#### Source excerpt
I was in absolute awe of these people, and yet they made me feel that I was on their level. My musicianship fit with their musicianship. We were kindred spirits, made in the same mold. To this day I would say that the bass player Carl Radle and the drummer Jimmy Gordon are the most powerful rhythm section I have ever played with. They were absolutely brilliant. When people say that Jim Gordon is the greatest rock ’n’ roll drummer who ever lived, I think it’s true, beyond anybody.

All we did was jam and jam and jam and night would become day and day would become night, and it just felt good to me to stay that way. I had never felt so musically free before. We kept ourselves going with fryups and a cocktail of drink and drugs, mostly cocaine and Mandrax. “Mandies” were quite strong sleeping pills, but instead of letting them put us to sleep, we would ride the effect, staying awake by snorting some coke or drinking some brandy or vodka, and this would create a unique kind of high. This became the chemistry of our lives, mixing all these things together. God knows how our bodies stood it.
########
- **Tasks to complete**
(1) Answer these about the passage on the jam sessions:
(a) Which bass player and which drummer does the narrator name as the most powerful rhythm section?
(b) What kind of pills were "Mandies"?
(c) Which two drinks are named as ways of staying awake on the pills?
(2) Extend the passage on the jam sessions, picking up after its final sentence.
The data that follows has no role here.
#### Material shown
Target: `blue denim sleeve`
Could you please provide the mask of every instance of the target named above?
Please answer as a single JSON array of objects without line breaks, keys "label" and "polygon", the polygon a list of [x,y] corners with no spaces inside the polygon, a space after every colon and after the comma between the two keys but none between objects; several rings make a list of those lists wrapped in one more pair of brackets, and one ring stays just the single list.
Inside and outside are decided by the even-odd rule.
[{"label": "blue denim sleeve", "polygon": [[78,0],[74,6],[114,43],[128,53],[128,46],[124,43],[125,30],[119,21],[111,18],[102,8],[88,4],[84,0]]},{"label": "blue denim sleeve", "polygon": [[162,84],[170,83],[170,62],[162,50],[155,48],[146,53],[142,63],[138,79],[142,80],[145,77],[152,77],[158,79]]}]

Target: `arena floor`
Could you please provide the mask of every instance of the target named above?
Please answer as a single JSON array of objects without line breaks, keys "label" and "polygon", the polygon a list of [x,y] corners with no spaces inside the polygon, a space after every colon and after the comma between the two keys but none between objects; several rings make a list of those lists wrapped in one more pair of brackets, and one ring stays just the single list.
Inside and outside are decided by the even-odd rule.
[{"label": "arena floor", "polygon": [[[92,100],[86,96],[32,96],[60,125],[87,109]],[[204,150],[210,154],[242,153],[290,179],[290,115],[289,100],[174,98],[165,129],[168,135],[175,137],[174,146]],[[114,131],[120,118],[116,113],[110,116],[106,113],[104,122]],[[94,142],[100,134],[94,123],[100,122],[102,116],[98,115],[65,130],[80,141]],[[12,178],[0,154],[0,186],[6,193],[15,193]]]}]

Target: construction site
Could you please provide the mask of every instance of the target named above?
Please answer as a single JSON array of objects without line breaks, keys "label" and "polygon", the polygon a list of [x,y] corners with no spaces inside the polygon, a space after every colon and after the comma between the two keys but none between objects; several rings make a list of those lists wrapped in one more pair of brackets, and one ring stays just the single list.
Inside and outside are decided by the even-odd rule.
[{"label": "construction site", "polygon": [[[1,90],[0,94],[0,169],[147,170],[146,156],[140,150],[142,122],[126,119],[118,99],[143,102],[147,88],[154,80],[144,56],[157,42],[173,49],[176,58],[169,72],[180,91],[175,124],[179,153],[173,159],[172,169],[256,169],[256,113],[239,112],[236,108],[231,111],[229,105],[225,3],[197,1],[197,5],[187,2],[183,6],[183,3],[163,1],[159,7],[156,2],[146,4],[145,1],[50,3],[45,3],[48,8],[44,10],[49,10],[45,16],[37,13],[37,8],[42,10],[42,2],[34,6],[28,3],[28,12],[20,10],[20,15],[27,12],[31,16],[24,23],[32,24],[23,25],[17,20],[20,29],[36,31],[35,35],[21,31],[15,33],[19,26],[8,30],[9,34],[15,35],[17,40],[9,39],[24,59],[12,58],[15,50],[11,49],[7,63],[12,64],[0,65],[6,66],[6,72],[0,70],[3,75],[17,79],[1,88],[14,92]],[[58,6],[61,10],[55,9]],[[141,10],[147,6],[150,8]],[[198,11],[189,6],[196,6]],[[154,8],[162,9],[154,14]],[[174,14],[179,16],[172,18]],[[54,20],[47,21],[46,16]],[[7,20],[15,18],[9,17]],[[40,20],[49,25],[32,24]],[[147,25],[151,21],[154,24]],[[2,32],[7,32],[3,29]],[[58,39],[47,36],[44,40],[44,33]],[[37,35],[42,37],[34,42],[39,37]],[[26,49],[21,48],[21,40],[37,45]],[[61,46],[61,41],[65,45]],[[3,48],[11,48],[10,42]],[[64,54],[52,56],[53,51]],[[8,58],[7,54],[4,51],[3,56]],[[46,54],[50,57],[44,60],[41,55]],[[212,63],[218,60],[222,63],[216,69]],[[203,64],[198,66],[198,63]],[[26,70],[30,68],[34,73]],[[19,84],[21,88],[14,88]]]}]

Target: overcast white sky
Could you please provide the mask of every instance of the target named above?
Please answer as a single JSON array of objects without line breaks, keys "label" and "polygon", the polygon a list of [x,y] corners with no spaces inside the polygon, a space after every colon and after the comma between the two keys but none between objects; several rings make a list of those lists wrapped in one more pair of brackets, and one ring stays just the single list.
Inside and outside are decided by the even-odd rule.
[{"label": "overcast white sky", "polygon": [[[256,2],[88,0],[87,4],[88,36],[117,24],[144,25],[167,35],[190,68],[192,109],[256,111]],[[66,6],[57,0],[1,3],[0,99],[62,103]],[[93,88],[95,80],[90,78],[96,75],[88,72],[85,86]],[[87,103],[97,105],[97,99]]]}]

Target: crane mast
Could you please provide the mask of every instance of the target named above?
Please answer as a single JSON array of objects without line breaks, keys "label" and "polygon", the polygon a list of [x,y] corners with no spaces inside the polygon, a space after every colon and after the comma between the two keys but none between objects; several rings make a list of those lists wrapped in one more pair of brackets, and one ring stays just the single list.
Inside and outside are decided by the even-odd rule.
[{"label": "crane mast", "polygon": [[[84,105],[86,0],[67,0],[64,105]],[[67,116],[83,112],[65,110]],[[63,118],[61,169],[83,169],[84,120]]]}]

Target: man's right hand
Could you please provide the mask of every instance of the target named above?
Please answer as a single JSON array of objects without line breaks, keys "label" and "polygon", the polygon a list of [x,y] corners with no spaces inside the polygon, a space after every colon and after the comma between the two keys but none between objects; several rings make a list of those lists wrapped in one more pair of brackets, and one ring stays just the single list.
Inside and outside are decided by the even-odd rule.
########
- **Task-by-task answers**
(1)
(a) Carl Radle on bass and Jimmy Gordon on drums.
(b) Quite strong sleeping pills.
(c) Brandy and vodka.

(2)
I had no game plan at this time. We were just enjoying playing, getting stoned, and writing songs. George Harrison was a frequent caller. He had recently moved from Kinfauns, his bungalow in Esher, to a sprawling mansion in Henley called Friar Park, and his visits gave me plenty of opportunity to flirt with Pattie behind Paula’s back. One night I called up Pattie and told her “the truth,” that it was not Paula I was interested in, or any other girl she might see me with, but that she was the one I really wanted. In spite of her protests that she was married to George and that what I was suggesting was impossible, she agreed to my coming over to talk to her. I drove over there, and we talked about it over a bottle of red wine and ended up kissing, and I sensed for the first time that there was some kind of hope for me. I knew then what I had suspected for some time, that all was not well in her marriage.

I was so buoyed up by what had happened with Pattie, as well as being a bit drunk, that on the way home, driving a little Ferrari Dino that I’d just bought, I took a corner in Clandon much too fast and hit a fence, and the car flipped over onto its roof. I didn’t pass out, but I found myself just hanging there upside down. Somehow I undid the seat belt and got out, and, realizing that I didn’t even have a driver’s license, made the decision to run home and make out that someone had stolen the car. So I set off running, but soon realized that I was heading in the wrong direction, back toward London.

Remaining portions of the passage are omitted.